■ INSTRUCTION
Retype the part of the listing that opens with the line containing "Please mark every distant" and runs through the end of the listing, both ends included. Leave the pictures out of your answer.

■ Entries from an annotation dataset
--- BEGIN ---

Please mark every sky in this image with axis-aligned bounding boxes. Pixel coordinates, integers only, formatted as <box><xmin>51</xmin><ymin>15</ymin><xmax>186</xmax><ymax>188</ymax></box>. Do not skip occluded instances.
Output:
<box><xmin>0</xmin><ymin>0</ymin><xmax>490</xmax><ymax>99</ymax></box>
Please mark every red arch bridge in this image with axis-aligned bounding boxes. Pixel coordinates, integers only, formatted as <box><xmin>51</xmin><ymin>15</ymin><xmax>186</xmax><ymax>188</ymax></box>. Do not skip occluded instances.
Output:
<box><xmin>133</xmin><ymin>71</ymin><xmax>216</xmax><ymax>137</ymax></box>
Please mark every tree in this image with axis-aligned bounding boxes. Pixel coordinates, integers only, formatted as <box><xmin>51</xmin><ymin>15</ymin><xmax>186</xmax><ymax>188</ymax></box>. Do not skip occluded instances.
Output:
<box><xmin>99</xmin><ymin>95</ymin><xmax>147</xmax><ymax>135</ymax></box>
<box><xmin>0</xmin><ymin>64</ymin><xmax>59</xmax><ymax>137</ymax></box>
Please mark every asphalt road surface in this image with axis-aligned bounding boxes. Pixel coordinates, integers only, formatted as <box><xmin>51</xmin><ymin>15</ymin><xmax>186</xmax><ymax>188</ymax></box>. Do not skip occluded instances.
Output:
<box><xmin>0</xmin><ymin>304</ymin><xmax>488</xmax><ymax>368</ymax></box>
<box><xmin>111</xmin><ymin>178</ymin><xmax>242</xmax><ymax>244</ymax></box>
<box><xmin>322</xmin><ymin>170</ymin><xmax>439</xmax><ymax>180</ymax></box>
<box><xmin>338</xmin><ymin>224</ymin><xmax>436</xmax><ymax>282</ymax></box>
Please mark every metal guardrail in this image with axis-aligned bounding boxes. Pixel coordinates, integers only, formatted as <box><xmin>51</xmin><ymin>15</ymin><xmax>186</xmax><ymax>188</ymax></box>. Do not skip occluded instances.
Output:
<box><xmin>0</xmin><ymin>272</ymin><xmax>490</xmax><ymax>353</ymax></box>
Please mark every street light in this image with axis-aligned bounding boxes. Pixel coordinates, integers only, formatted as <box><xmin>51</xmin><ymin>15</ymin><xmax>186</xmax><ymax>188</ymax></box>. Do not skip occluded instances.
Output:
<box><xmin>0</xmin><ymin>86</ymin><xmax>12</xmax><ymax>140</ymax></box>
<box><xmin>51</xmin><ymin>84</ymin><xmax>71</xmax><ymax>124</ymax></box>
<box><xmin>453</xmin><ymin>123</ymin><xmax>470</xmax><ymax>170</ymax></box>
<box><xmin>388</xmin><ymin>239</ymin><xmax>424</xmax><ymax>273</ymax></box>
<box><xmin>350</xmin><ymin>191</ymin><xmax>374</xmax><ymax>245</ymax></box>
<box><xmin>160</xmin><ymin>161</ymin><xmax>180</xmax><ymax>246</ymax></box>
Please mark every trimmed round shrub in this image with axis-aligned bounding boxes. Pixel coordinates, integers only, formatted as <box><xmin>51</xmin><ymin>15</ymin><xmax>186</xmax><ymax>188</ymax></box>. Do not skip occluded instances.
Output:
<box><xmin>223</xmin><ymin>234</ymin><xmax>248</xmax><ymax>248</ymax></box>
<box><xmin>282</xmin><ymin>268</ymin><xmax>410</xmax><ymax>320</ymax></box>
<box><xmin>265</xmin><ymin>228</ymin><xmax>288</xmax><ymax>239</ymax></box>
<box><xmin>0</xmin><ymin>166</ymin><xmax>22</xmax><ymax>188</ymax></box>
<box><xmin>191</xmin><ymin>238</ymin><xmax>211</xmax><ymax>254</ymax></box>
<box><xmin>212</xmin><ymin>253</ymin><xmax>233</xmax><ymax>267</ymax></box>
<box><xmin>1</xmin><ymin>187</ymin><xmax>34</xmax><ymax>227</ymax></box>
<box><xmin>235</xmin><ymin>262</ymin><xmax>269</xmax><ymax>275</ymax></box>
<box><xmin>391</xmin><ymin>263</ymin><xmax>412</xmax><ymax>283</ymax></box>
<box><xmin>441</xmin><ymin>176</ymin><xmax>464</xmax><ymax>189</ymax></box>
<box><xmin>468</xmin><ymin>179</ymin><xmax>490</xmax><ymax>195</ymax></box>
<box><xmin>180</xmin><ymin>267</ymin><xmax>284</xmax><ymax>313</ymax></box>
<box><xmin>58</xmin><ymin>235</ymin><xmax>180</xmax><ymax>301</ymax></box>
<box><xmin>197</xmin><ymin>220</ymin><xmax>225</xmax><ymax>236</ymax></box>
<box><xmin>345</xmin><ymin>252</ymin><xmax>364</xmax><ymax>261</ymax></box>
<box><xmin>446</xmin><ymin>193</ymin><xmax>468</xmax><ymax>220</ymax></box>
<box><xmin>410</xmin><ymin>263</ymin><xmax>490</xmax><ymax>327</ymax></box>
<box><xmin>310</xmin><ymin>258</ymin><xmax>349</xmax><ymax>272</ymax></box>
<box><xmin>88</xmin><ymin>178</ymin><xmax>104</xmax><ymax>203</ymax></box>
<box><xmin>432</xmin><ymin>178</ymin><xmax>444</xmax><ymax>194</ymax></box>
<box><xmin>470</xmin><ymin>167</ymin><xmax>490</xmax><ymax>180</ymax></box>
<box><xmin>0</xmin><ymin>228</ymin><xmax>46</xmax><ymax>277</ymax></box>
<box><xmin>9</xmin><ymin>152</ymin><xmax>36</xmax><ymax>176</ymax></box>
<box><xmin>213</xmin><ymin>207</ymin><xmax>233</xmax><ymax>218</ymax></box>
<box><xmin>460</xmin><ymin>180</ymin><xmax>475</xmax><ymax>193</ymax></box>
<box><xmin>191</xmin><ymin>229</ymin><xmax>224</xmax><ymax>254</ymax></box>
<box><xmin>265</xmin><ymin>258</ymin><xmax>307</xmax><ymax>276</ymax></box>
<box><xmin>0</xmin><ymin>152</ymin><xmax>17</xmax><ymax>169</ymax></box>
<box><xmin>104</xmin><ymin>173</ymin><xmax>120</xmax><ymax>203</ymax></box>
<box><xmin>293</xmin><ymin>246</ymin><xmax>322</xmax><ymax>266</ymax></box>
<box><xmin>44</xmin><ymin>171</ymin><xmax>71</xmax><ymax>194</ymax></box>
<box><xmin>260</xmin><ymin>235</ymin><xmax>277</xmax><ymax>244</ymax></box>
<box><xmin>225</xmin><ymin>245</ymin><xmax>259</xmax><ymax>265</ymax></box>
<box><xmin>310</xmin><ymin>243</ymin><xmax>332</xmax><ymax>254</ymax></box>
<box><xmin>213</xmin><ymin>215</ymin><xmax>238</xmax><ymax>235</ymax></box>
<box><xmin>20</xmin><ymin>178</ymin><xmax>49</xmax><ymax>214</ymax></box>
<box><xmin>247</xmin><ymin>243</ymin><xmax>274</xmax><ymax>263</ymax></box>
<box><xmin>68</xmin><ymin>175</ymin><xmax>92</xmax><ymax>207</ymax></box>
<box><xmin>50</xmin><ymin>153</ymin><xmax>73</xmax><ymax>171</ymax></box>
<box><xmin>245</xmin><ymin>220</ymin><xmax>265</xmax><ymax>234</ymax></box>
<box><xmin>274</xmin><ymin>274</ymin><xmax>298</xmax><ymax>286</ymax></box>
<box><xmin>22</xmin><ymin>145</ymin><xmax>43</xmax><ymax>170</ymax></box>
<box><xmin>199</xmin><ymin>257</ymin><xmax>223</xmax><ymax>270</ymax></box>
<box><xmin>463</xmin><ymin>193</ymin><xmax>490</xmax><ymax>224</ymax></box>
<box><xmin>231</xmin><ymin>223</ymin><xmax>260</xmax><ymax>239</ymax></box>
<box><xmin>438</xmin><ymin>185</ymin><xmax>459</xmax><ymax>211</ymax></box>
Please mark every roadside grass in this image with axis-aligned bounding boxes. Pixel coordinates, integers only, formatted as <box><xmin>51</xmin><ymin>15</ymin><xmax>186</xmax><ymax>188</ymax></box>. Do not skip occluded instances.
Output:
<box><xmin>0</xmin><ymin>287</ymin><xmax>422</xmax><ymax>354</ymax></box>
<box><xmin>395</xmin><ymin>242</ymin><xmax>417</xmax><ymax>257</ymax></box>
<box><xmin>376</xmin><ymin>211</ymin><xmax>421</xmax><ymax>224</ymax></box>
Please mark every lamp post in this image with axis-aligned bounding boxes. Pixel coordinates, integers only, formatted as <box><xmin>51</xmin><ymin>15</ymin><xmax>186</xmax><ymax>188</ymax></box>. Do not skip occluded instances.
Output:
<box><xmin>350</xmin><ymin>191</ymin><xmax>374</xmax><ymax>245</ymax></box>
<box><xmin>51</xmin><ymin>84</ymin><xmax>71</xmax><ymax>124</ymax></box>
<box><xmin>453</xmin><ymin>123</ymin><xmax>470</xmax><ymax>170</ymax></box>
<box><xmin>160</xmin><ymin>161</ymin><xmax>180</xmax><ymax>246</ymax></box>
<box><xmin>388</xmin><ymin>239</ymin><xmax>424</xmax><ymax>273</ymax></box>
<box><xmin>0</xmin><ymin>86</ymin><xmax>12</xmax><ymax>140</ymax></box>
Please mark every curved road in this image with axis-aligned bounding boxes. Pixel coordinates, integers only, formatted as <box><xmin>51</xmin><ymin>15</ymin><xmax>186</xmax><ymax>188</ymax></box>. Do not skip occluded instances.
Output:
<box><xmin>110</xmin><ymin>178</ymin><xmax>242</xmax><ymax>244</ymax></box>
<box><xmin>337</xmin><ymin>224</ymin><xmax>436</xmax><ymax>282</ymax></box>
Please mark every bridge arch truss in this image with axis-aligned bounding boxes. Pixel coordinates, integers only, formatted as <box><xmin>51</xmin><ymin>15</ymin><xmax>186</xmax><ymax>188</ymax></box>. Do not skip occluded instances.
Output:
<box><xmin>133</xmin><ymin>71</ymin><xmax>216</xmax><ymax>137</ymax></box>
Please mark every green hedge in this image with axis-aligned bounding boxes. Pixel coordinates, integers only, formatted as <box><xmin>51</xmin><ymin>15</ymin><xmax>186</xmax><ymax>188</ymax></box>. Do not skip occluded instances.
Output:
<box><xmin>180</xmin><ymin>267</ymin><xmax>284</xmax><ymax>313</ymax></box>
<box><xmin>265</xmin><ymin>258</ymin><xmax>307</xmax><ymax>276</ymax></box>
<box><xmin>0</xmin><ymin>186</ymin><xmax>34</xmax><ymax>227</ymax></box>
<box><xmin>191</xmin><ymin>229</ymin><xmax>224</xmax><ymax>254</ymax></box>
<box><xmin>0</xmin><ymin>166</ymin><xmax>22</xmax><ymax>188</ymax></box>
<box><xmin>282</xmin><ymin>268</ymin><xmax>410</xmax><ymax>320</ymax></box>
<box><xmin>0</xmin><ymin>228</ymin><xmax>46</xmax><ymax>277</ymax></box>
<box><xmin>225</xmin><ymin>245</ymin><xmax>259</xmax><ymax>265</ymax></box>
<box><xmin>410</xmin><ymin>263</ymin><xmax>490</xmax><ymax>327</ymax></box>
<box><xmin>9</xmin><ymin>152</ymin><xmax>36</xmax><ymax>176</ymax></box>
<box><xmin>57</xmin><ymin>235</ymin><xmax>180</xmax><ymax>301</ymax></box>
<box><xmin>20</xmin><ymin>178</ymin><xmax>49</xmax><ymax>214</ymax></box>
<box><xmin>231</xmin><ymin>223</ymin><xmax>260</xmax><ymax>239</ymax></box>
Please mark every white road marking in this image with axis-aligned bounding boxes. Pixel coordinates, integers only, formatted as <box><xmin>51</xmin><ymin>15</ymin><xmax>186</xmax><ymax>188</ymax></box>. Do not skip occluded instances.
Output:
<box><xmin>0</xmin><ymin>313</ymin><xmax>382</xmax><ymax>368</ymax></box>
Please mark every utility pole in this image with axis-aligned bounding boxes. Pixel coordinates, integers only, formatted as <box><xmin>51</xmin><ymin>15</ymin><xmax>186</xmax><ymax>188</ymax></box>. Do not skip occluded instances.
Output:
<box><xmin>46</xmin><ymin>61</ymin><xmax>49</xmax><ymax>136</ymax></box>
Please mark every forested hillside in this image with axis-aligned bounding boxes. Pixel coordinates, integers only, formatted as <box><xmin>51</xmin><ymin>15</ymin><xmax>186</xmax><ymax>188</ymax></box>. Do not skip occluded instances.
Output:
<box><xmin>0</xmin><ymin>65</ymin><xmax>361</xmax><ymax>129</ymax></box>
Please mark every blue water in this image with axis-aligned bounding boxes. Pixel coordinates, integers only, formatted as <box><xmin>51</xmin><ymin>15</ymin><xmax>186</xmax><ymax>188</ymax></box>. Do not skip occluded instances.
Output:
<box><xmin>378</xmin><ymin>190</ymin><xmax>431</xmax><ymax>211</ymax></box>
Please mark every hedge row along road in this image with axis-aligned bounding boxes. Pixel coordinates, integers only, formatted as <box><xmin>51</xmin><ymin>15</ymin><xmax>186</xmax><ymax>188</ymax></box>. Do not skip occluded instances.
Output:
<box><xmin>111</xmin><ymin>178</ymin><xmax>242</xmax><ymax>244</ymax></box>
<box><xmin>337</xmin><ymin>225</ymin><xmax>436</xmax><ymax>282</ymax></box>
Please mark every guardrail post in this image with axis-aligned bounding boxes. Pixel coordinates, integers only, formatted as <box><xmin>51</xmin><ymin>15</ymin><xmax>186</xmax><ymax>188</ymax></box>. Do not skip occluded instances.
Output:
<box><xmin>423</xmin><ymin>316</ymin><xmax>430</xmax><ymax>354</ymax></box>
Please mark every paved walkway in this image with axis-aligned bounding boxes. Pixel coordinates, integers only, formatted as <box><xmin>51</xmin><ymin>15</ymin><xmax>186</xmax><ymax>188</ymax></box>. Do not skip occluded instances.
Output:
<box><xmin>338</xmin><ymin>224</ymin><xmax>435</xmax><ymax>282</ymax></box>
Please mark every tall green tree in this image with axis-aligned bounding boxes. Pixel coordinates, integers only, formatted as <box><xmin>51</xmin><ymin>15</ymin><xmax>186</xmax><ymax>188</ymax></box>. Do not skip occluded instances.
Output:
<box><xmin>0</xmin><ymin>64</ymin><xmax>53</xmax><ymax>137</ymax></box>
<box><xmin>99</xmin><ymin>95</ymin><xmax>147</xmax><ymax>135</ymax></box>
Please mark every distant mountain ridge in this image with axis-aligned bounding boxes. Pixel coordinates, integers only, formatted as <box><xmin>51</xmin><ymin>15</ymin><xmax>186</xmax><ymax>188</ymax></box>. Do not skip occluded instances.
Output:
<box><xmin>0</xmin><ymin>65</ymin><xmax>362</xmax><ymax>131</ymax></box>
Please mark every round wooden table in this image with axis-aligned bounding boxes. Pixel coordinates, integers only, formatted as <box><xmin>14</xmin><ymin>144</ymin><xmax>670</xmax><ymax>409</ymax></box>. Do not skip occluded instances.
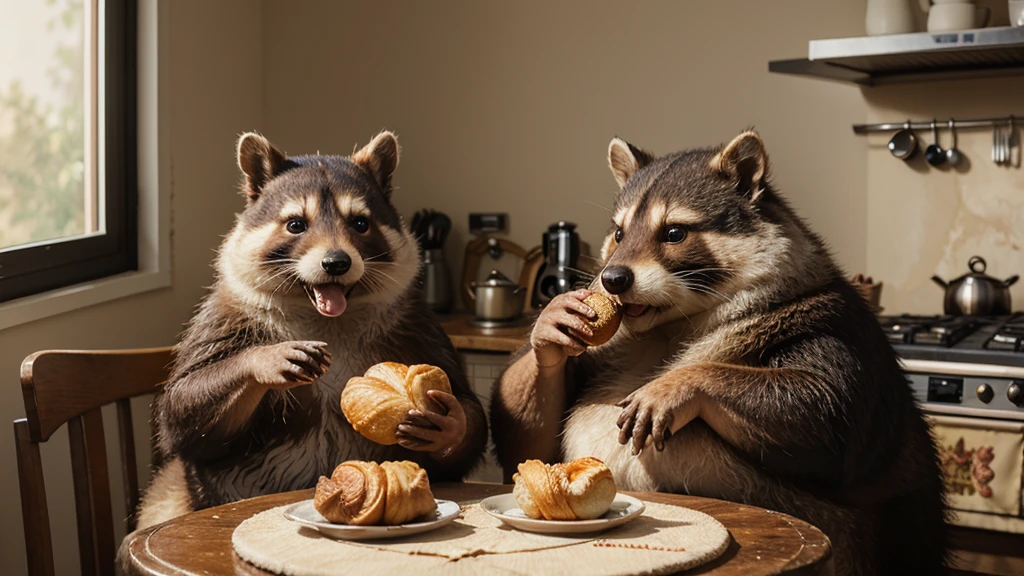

--- END ---

■ EXERCISE OUTPUT
Please mark every distant mountain ridge in this image with axis-aligned bounding boxes. Pixel coordinates, integers only, formatted as <box><xmin>51</xmin><ymin>15</ymin><xmax>186</xmax><ymax>188</ymax></box>. Do not skip occluded instances.
Output:
<box><xmin>0</xmin><ymin>65</ymin><xmax>362</xmax><ymax>131</ymax></box>
Please mark every round wooden table in this image with axis-aligned bounding boxes. Pixel coordinates, integers only, formatted as <box><xmin>14</xmin><ymin>144</ymin><xmax>670</xmax><ymax>409</ymax></box>. Do not skip occluded instances.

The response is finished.